Task inputs:

○ ○ ○

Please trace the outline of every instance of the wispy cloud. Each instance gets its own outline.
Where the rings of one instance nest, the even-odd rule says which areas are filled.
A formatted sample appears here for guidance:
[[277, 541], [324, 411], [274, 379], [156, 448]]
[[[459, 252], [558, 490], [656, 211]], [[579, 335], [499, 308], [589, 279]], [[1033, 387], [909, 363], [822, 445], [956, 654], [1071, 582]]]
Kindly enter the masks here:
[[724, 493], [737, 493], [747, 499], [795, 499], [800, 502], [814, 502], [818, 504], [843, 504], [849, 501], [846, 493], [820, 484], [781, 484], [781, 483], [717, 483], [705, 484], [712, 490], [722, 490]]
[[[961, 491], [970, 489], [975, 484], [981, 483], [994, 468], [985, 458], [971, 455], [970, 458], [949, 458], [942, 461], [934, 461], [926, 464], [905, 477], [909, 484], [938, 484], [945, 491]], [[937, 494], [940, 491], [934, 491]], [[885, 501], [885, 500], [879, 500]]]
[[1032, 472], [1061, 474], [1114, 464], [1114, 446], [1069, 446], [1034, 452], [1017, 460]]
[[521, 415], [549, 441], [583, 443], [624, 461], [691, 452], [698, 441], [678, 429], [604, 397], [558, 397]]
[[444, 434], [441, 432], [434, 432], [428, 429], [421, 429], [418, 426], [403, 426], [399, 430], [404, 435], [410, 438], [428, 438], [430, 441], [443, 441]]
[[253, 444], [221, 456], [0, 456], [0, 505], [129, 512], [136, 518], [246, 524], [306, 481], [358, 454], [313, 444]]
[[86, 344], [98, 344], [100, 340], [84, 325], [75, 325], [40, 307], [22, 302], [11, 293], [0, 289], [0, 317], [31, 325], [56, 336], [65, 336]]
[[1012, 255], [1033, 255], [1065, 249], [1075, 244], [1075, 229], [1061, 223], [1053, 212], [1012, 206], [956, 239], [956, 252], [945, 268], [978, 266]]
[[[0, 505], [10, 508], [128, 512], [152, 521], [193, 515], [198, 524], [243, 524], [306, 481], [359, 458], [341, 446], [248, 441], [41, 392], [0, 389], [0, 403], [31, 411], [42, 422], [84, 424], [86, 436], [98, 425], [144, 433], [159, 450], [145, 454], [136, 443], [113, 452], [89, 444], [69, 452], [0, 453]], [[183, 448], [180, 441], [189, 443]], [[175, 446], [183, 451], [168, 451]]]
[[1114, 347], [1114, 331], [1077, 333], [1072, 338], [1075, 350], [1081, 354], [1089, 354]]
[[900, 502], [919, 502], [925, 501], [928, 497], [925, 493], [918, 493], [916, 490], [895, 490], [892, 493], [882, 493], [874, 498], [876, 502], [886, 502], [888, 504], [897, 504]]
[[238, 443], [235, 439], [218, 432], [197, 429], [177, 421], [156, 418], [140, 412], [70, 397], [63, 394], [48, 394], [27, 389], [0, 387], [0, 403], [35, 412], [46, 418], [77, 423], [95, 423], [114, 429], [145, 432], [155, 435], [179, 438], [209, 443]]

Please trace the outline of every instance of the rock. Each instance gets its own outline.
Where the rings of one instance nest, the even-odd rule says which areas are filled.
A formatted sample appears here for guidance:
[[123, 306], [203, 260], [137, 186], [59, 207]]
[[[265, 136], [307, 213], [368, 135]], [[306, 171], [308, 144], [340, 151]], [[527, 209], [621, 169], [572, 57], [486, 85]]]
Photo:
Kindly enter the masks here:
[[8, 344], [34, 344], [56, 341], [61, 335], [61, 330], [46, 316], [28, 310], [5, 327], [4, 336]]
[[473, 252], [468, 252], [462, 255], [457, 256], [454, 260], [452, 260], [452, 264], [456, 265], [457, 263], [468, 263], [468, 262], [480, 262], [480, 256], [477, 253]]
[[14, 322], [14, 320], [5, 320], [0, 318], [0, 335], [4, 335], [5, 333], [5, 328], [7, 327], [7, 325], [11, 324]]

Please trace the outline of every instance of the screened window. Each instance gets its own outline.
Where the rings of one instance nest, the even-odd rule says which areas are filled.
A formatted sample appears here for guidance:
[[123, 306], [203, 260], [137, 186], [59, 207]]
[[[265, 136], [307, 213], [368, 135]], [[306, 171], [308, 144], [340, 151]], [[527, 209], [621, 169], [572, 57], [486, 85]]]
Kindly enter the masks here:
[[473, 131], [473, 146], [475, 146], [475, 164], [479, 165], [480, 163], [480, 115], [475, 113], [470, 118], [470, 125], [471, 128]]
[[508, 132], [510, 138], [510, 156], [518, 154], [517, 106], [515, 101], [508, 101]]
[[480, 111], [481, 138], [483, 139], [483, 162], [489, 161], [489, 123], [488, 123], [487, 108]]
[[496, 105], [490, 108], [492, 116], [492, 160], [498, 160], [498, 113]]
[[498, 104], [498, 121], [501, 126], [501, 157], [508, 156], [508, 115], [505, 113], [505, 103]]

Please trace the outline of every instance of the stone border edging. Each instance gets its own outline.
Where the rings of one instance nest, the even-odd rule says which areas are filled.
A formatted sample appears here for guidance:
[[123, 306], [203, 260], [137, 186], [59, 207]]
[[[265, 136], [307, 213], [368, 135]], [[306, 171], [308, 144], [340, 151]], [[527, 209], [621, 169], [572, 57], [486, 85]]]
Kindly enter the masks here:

○ ○ ○

What you have to do: Reproduce all of the data above with every "formatted sample" swapped for "formatted example" and nothing else changed.

Answer to this problem:
Please trace the outline of every instance of the wispy cloud. Each instance gets its own outline.
Where the rings of one instance nest, the even-odd rule says which areas are filled.
A formatted example appears here for guidance:
[[277, 541], [324, 411], [274, 379], [156, 448]]
[[[459, 252], [558, 490], [656, 211]], [[579, 335], [499, 308], [589, 279]], [[1033, 387], [909, 363], [822, 445], [956, 654], [1071, 582]]]
Kindly enter the masks here:
[[724, 493], [737, 493], [747, 499], [795, 499], [800, 502], [814, 502], [818, 504], [843, 504], [849, 501], [846, 493], [820, 484], [781, 484], [781, 483], [717, 483], [705, 484], [712, 490], [722, 490]]
[[[961, 491], [970, 489], [975, 484], [981, 483], [994, 468], [985, 458], [971, 455], [970, 458], [949, 458], [942, 461], [934, 461], [926, 464], [905, 477], [909, 484], [938, 484], [945, 491]], [[937, 494], [940, 491], [934, 491]], [[885, 501], [885, 500], [879, 500]]]
[[1032, 472], [1061, 474], [1114, 464], [1114, 446], [1069, 446], [1034, 452], [1017, 460]]
[[521, 415], [549, 441], [583, 443], [624, 461], [691, 452], [698, 441], [678, 429], [604, 397], [558, 397]]
[[444, 434], [441, 432], [434, 432], [428, 429], [421, 429], [418, 426], [403, 426], [399, 430], [404, 435], [410, 438], [428, 438], [430, 441], [443, 441]]
[[253, 444], [221, 456], [0, 456], [0, 505], [129, 512], [136, 518], [246, 524], [306, 481], [358, 454], [313, 444]]
[[86, 344], [98, 344], [100, 340], [84, 325], [75, 325], [40, 307], [22, 302], [11, 293], [0, 289], [0, 317], [31, 325], [56, 336], [65, 336]]
[[1012, 255], [1033, 255], [1065, 249], [1075, 244], [1075, 229], [1061, 223], [1053, 212], [1012, 206], [956, 239], [956, 252], [945, 268], [978, 266]]
[[[0, 505], [10, 508], [128, 512], [152, 521], [193, 515], [198, 524], [243, 524], [306, 481], [359, 458], [341, 446], [248, 441], [41, 392], [0, 389], [0, 403], [31, 411], [42, 422], [84, 424], [86, 436], [98, 425], [144, 433], [159, 450], [145, 454], [136, 443], [113, 452], [89, 444], [69, 452], [0, 453]], [[183, 448], [180, 441], [189, 443]], [[175, 446], [183, 451], [168, 451]]]
[[1114, 347], [1114, 331], [1077, 333], [1072, 338], [1075, 350], [1081, 354], [1089, 354]]
[[900, 502], [919, 502], [925, 501], [928, 497], [925, 493], [918, 493], [916, 490], [895, 490], [892, 493], [882, 493], [874, 498], [876, 502], [886, 502], [888, 504], [897, 504]]
[[238, 443], [235, 439], [218, 432], [197, 429], [177, 421], [156, 418], [140, 412], [70, 397], [63, 394], [48, 394], [27, 389], [0, 387], [0, 403], [35, 412], [46, 418], [77, 423], [95, 423], [114, 429], [145, 432], [155, 435], [179, 438], [209, 443]]

Please trace the outline of every instance of the rock. Each instance gets its own outline.
Where the rings of one instance nest, the even-odd rule says which areas are filled.
A formatted example appears here for guidance:
[[123, 306], [203, 260], [137, 186], [59, 207]]
[[[265, 136], [307, 213], [368, 135]], [[306, 171], [308, 144], [340, 151]], [[527, 209], [621, 169], [572, 57], [486, 85]]]
Photo:
Kindly enter the masks here:
[[8, 344], [34, 344], [56, 341], [61, 335], [61, 330], [46, 316], [28, 310], [5, 327], [4, 336]]
[[473, 252], [468, 252], [462, 255], [457, 256], [454, 260], [452, 260], [452, 264], [456, 265], [457, 263], [468, 263], [468, 262], [480, 262], [480, 256], [477, 253]]
[[14, 322], [14, 320], [5, 320], [0, 318], [0, 335], [4, 335], [5, 333], [5, 328], [7, 327], [7, 325], [11, 324]]

Please trace the outline of every instance of the screened window. Each instance gets its own outline.
Where the rings of one instance nest, the even-odd rule says which areas are filled.
A formatted example appears here for guidance:
[[123, 306], [203, 260], [137, 186], [59, 207]]
[[[265, 136], [307, 213], [368, 135]], [[306, 171], [308, 144], [340, 151]], [[527, 209], [621, 169], [572, 57], [486, 85]]]
Kindly enter the masks here:
[[473, 131], [473, 146], [475, 146], [475, 164], [479, 165], [480, 163], [480, 115], [475, 113], [470, 118], [470, 125], [471, 128]]
[[508, 132], [510, 138], [510, 156], [518, 154], [517, 106], [515, 101], [508, 101]]
[[480, 111], [481, 138], [483, 139], [483, 162], [489, 161], [489, 123], [488, 123], [487, 108]]
[[496, 105], [490, 108], [492, 116], [492, 160], [498, 160], [498, 113]]
[[498, 104], [498, 121], [501, 126], [501, 157], [508, 156], [508, 115], [505, 113], [505, 103]]

Please trace the outline of every instance of the stone border edging. Each instance gets its own outline.
Where the rings of one instance nest, the even-odd rule says which areas are filled.
A formatted example appears here for guidance:
[[123, 306], [203, 260], [137, 186], [59, 207]]
[[[265, 136], [307, 213], [368, 135]], [[306, 171], [308, 144], [340, 151]], [[527, 209], [621, 169], [572, 57], [486, 85]]]
Kindly enter the masks here:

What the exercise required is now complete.